WHAT IS REQUIRED -> Copy the records below exactly as they appear.

WORKING DATA ->

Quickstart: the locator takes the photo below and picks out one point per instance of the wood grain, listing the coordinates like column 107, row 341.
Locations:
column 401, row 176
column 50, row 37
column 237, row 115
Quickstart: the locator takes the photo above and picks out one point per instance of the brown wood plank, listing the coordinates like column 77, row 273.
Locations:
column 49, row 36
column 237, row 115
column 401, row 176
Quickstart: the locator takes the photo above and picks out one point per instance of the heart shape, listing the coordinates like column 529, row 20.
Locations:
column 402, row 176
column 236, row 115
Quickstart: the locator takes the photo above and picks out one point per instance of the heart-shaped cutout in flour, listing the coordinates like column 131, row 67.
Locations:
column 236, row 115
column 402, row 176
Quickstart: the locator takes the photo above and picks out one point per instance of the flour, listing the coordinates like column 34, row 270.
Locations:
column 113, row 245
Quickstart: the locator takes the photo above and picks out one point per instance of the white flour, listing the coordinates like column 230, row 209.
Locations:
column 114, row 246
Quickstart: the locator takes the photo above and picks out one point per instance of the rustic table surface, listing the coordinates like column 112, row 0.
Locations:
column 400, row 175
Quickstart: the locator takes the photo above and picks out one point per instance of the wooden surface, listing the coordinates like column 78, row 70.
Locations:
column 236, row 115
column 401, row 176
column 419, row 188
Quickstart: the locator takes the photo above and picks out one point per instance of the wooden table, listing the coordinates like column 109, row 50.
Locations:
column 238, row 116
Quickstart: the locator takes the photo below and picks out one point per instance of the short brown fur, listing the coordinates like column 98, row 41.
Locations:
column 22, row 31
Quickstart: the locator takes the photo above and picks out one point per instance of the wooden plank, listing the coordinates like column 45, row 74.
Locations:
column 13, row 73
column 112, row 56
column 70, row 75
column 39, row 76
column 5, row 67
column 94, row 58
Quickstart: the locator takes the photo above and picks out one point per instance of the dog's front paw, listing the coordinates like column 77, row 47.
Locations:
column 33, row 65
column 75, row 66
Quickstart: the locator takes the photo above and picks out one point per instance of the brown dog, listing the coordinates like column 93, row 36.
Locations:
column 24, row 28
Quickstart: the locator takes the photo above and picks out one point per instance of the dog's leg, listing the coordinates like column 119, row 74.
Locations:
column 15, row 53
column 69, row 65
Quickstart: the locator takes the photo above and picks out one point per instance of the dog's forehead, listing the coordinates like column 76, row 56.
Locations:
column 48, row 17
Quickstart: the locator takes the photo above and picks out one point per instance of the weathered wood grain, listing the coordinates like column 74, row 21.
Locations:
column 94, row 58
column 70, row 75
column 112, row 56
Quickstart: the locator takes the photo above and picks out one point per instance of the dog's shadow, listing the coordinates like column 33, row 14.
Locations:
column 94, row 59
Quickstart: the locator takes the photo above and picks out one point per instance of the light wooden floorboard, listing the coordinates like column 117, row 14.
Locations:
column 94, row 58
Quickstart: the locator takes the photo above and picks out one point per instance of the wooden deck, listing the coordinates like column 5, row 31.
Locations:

EXERCISE OUTPUT ->
Quickstart: the locator takes the photo below and picks out one point per instance of the wood grain, listing the coordinates like column 107, row 341.
Locations:
column 401, row 176
column 50, row 37
column 237, row 115
Quickstart: the locator takes the photo above and picks out one point per instance of the brown wood plank, listing the coordinates like column 77, row 273.
Locations:
column 49, row 36
column 237, row 115
column 401, row 176
Quickstart: the locator takes the photo above and picks out one point per instance of the heart shape, listing the coordinates like column 529, row 20.
Locations:
column 402, row 176
column 236, row 115
Quickstart: the locator takes the photo above and picks out one point per instance of the heart-shaped cutout in flour, listing the coordinates like column 131, row 67.
Locations:
column 236, row 115
column 402, row 176
Quickstart: the locator takes the photo above and picks out one point per instance of the flour, listing the coordinates like column 34, row 270.
Locations:
column 113, row 245
Quickstart: the locator takes the photo above and picks out one point per instance of the white flour, listing the coordinates like column 230, row 209.
Locations:
column 114, row 246
Quickstart: the locator takes the photo above and picks out one point per instance of the rustic table surface, listing the coordinates like column 112, row 0.
Locations:
column 400, row 175
Quickstart: the locator takes the photo above and picks out one point per instance of the wooden surface, listing the coordinates like column 78, row 70.
Locations:
column 236, row 115
column 401, row 176
column 419, row 188
Quickstart: the locator takes the photo above and picks out one point per instance of the wooden table, listing the coordinates like column 109, row 50.
Locations:
column 238, row 116
Quickstart: the locator takes the photo below and picks out one point per instance of the short brown fur, listing the coordinates like column 98, row 41.
Locations:
column 22, row 31
Quickstart: the locator takes the photo above and picks out one point per instance of the wooden plank, listing the coordinates like column 45, row 74.
Locations:
column 13, row 73
column 112, row 56
column 70, row 75
column 39, row 76
column 5, row 67
column 94, row 58
Quickstart: the locator takes the photo above and picks out one point per instance of the dog's front paw, listing the coordinates like column 77, row 47.
Locations:
column 33, row 65
column 75, row 66
Quickstart: the locator takes the photo above and picks out one point per instance of the brown dog, listing the coordinates like column 93, row 36.
Locations:
column 24, row 28
Quickstart: the locator takes the photo above and picks out one point per instance of the dog's leg, listing the coordinates like column 119, row 74.
Locations:
column 15, row 53
column 69, row 65
Quickstart: the locator takes the photo above and picks out one point per instance of the dog's forehead, listing the coordinates like column 76, row 56.
Locations:
column 48, row 17
Quickstart: the locator takes the photo above and picks out one point per instance of the weathered wood grain, listing the coordinates like column 74, row 21.
Locations:
column 94, row 58
column 70, row 75
column 112, row 56
Quickstart: the locator takes the photo above and picks out one point per instance of the dog's shadow, listing the coordinates like column 33, row 14.
Locations:
column 94, row 59
Quickstart: the locator takes the photo above and picks out one point per instance of the light wooden floorboard, listing the coordinates like column 117, row 14.
Locations:
column 94, row 58
Quickstart: the locator takes the photo above and picks out one point per instance of the wooden deck, listing the coordinates like column 5, row 31.
Locations:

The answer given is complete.